Из дальних лет. Воспоминания. Том первый — страница 27 из 90

Рассуждая о Шкуне, мы придумывали средства, как бы избавить от него и от подобных ему человечество, уничтожить всякое зло, несчастия, пороки, и радовались, представляя себе, как нашими стараниями общество достигает нравственного и общественного совершенства — блаженствует, и нас все благодарят{25}.

Вскоре после раздела имений Иван Алексеевич купил дом в Москве, в Старой Конюшенной, в приходе Власия{26}, а сенатор купил себе дом на Арбате, куда и переселился с грудной дочерью Софьей и малолетним сыном, красивым, белокурым ребенком Сережей, которого все называли Лелеем, как он сам себя прозвал[58]. С сенатором удалились Карл Иванович Кало, вся прислуга сенатора и все, что разливало жизнь в доме Ивана Алексеевича. Дом его принял характер угрюмый; повсюду распространилась тишина, подавленность, страх.

Новый дом Ивана Алексеевича был каменный, двухэтажный, он стоял глубоко в пространном дворе и наружностью походил на фабрику или, скорее, на тюрьму. Окна вдавались глубоко в его толстые стены; в нижнем этаже были с железными решетками. С обеих сторон дома раскидывались палисадники. В верхнем этаже длинная зала, выходившая окнами на две противоположные стороны, разделялась поперек широкими ширмами. Узкая отгороженная часть образовала род коридора, с дверью в переднюю. В широкой, подле ширм, стоял диван, перед ним круглый раздвижной стол красного дерева; на нем обедали, пили чай, вокруг него собирались вечером посетители. Из залы одна дверь вела в небольшой кабинет Саши; там он спал на широком турецком диване, а днем, сидя на нем перед открытым ломберным столом, брал уроки, читал, занимался. Карельской березы шкаф с книгами, три плетеные стула, парусинные шторы на окне составляли все убранство комнаты, в которой прошли последние годы отрочества и первые годы юности Саши. Под окном его комнаты рос тополь, такой высокий, что ветвями затенял часть окна. Рядом с кабинетом Саши, в крошечной комнатке помещались его электрическая и пневматическая машины, глобусы небесный и земной, на стенах висели ландкарты, у окна стоял желтый столик, весь изрезанный и исчерченный перочинным ножичком; за этим столиком Саша иногда учился с избранными учителями, когда желал уйти с глаз Ивана Алексеевича. Другая дверь из залы вела в две гостиные и чайную. Нижний этаж состоял из нескольких комнат со сводами. Там устроилась Луиза Ивановна, Егор Иванович и женская прислуга. Наверху Иван Алексеевич из большой гостиной сделал себе спальную. Простая деревянная некрашеная кровать его, покрытая белым байковым одеялом, стояла у средней стены между двух печей. Перед ней ночной столик, на котором всегда лежали какие-нибудь мемуары или лечебники и стоял стакан и графин с водою. По обоим концам комнаты на небольших письменных столиках лежали книги, бумаги, деревенские отчеты, стояло по бронзовому низенькому подсвечнику с зелеными шелковыми зонтиками в виде опахала и перед столами по креслу. Иван Алексеевич попеременно то за тем, то за другим столом занимался делами или читал. Большею же частью он читал, лежа на постели. Мебель, вещи, бумаги никогда не меняли мест своих. Книги с заметками имели определенные места.

::::

Поставленная задача 1: Почему, согласно отрывку из воспоминаний, Саша иногда занимался с избранными учителями за желтым столиком в крошечной комнатке рядом со своим кабинетом?

Фрагменты набора данных с разметкой местоположения
::::

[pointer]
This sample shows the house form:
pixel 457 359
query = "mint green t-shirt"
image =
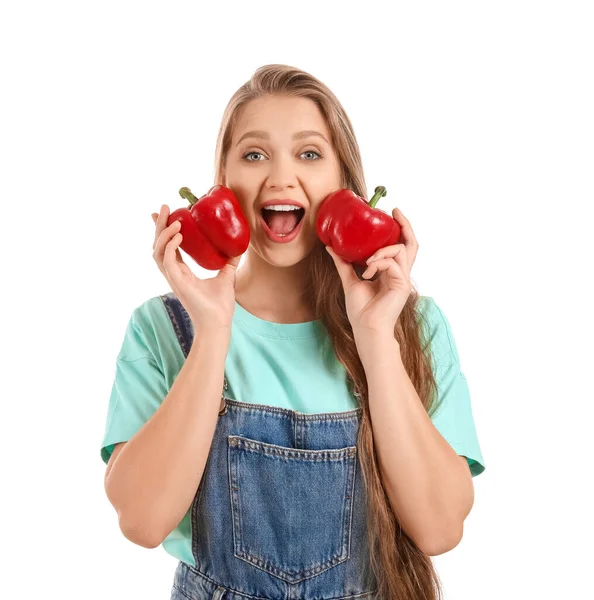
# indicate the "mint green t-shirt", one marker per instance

::::

Поставленная задача 2: Перепишите дословно все строки перечня с разметкой, без изображений.

Полный ответ 1: Саша уходил туда учиться, когда хотел скрыться с глаз Ивана Алексеевича.

Полный ответ 2:
[pointer]
This sample shows the house form:
pixel 457 359
query = "mint green t-shirt"
image =
# indicate the "mint green t-shirt", one marker per instance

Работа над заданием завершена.